[What is asked] Report each line in the listing below that contains the string "small", matching case exactly.

********************

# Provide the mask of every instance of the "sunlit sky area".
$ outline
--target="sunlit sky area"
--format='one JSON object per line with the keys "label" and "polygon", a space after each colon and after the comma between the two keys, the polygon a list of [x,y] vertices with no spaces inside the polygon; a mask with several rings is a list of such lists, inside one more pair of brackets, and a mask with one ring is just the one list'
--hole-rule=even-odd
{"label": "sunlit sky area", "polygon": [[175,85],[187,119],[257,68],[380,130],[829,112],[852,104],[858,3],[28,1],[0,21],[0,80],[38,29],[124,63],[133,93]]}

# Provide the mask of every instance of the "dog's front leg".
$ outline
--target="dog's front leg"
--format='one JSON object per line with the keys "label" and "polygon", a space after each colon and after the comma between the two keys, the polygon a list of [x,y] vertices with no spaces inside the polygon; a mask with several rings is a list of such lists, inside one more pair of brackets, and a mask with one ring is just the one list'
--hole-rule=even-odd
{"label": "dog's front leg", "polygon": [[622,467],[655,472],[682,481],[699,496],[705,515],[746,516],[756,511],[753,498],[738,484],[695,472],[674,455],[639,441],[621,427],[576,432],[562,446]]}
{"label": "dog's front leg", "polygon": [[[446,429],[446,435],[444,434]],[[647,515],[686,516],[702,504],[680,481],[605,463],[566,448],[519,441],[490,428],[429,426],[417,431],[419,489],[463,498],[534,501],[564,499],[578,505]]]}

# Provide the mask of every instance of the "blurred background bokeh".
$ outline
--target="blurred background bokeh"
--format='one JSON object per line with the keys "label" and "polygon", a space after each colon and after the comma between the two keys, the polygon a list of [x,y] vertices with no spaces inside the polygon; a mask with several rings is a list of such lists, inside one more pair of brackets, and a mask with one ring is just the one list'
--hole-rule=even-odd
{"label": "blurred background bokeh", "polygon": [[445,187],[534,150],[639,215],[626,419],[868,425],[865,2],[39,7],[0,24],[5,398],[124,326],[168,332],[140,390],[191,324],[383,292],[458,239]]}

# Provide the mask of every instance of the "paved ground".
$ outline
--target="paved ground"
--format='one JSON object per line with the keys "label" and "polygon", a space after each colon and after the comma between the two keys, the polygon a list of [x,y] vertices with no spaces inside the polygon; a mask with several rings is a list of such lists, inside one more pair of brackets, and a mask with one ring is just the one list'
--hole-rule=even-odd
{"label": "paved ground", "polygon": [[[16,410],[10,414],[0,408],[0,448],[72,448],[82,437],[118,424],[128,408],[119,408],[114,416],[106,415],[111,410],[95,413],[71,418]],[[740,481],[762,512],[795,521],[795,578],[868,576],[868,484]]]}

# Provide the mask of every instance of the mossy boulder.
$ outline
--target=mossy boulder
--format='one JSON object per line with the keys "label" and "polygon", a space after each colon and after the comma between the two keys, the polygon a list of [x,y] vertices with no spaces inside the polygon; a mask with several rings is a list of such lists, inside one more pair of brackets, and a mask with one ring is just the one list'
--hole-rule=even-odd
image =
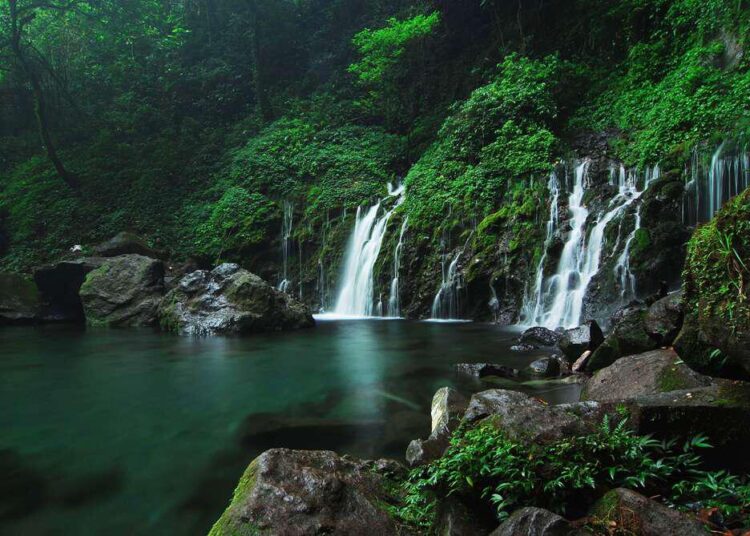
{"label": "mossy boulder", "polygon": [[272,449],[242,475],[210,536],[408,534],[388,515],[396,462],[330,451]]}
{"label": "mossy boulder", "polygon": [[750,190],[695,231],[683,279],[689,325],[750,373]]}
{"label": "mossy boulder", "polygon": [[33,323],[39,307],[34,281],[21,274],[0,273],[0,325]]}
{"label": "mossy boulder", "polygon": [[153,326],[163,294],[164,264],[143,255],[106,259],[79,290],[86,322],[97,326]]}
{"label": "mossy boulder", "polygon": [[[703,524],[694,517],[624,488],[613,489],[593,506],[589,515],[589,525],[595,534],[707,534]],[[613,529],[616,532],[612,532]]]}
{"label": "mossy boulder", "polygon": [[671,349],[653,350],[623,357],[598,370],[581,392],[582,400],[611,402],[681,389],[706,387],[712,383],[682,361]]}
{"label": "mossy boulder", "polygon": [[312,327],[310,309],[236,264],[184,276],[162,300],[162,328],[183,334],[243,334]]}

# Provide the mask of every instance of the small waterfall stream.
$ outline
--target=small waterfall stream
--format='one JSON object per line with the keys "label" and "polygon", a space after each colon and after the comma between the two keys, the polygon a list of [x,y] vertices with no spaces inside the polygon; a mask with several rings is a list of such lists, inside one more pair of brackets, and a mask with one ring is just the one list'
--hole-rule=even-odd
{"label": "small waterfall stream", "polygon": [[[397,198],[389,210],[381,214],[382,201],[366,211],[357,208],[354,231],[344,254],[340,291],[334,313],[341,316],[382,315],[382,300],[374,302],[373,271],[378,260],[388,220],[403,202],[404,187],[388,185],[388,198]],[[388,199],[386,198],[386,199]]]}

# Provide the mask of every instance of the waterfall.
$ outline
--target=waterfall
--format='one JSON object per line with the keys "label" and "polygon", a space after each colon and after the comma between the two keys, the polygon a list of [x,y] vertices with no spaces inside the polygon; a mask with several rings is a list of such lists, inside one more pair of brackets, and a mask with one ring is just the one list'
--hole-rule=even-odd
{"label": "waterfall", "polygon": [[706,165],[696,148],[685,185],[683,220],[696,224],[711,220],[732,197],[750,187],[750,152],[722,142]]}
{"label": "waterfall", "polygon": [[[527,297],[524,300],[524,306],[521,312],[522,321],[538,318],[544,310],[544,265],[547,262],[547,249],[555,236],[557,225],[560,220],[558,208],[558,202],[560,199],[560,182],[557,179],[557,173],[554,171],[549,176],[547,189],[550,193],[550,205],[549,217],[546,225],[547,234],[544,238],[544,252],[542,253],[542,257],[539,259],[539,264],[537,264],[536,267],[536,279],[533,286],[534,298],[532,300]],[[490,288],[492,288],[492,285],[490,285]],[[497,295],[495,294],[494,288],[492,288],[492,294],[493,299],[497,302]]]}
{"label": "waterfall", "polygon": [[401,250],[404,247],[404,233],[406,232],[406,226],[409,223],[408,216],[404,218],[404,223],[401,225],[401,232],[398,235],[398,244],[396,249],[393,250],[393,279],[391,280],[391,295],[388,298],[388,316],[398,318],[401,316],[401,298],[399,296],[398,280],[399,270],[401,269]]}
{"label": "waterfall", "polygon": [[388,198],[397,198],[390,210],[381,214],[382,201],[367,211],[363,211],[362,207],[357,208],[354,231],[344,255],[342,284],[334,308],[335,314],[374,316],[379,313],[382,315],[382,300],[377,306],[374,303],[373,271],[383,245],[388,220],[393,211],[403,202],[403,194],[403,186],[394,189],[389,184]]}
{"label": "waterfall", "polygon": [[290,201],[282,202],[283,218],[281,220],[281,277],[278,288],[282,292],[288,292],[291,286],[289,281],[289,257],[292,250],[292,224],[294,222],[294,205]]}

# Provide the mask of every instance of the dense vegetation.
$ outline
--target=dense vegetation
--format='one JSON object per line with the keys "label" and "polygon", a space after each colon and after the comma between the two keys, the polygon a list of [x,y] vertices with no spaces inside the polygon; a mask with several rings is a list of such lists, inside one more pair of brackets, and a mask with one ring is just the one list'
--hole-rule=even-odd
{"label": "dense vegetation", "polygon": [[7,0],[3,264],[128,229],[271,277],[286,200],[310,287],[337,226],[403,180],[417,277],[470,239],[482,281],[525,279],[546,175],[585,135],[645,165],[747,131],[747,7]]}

********************

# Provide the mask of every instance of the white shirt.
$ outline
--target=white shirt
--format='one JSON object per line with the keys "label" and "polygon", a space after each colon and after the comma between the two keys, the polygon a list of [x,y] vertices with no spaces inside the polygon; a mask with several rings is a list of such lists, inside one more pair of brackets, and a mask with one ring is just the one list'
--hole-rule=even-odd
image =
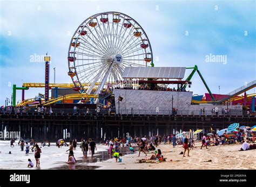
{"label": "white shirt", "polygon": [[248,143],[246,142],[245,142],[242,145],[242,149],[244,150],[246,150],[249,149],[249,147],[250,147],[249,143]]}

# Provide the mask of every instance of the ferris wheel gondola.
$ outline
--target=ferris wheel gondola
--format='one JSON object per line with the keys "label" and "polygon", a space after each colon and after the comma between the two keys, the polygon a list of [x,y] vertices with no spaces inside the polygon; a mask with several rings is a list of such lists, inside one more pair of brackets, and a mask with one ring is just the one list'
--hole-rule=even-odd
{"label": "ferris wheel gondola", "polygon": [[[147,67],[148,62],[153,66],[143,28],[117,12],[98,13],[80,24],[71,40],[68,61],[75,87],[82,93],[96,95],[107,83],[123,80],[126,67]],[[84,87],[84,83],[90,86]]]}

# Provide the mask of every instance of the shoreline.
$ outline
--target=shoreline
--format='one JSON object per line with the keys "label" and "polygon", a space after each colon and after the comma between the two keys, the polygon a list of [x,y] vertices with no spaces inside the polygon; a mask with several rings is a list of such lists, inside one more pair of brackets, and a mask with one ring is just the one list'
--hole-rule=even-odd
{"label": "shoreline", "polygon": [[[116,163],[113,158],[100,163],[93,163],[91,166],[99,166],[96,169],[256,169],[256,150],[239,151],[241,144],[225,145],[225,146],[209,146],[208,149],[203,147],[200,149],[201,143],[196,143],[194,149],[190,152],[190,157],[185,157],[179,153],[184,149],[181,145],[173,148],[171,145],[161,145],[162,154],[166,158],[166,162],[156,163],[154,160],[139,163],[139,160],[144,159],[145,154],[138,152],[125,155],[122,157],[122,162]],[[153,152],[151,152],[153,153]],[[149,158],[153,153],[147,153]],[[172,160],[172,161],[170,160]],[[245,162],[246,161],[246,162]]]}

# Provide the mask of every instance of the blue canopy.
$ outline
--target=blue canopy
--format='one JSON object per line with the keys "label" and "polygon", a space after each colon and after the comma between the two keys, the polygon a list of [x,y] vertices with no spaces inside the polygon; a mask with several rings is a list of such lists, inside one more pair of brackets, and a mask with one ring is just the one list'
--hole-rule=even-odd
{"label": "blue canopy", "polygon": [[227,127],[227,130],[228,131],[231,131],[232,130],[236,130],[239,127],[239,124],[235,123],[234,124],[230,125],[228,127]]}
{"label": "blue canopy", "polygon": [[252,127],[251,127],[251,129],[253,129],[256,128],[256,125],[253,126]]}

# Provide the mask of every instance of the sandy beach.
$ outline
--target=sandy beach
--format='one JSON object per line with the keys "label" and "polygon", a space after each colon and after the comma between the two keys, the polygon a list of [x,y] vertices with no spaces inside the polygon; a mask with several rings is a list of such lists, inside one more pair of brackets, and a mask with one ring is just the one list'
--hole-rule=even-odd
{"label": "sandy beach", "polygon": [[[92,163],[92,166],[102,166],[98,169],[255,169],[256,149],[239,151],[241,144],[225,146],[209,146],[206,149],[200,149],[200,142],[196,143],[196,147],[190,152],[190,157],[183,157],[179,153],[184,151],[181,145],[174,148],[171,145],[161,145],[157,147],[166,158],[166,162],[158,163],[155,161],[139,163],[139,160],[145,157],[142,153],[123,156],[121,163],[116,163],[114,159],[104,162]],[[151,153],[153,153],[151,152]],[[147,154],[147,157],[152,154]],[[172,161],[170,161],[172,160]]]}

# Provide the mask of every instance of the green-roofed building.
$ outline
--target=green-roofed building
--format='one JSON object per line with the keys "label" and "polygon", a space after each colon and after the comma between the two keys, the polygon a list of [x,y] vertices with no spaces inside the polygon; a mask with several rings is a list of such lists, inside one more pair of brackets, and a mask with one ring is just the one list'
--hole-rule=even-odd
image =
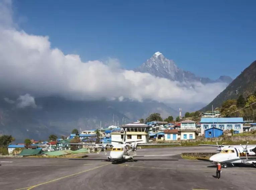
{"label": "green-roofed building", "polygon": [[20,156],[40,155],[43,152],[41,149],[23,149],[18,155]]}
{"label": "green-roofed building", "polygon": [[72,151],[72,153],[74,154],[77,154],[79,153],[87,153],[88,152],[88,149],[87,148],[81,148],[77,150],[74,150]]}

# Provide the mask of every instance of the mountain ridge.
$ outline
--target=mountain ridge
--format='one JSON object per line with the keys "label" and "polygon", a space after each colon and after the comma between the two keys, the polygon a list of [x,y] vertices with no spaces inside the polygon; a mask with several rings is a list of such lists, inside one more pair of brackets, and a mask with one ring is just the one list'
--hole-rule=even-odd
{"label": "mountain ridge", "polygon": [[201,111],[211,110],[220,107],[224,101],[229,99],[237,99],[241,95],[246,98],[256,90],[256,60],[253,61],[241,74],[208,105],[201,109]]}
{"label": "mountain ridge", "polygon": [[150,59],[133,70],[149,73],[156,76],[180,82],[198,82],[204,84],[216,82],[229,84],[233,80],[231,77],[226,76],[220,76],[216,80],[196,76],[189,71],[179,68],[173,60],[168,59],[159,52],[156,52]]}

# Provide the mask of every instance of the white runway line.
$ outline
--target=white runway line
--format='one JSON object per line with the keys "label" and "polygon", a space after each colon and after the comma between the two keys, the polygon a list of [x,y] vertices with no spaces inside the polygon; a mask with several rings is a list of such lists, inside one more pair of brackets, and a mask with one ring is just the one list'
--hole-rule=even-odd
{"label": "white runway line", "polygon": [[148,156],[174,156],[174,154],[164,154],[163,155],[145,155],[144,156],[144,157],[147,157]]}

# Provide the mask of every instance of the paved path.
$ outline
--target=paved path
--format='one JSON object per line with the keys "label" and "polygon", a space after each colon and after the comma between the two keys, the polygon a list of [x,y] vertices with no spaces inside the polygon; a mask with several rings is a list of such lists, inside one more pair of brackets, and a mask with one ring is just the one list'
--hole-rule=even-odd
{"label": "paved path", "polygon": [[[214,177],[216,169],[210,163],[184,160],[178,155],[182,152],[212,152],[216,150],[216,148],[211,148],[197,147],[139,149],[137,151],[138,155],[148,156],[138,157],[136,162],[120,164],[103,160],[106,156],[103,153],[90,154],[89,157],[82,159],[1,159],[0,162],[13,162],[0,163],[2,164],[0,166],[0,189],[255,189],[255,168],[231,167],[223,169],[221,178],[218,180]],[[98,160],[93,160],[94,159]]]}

********************

[Expected answer]
# Provide the mask of every instance of the small waterfall stream.
--target=small waterfall stream
{"label": "small waterfall stream", "polygon": [[[397,198],[389,210],[381,214],[382,201],[366,211],[357,208],[354,231],[344,254],[340,291],[334,313],[341,316],[382,315],[382,300],[374,302],[373,271],[378,260],[388,220],[403,202],[404,187],[388,185],[388,198]],[[388,199],[386,198],[386,199]]]}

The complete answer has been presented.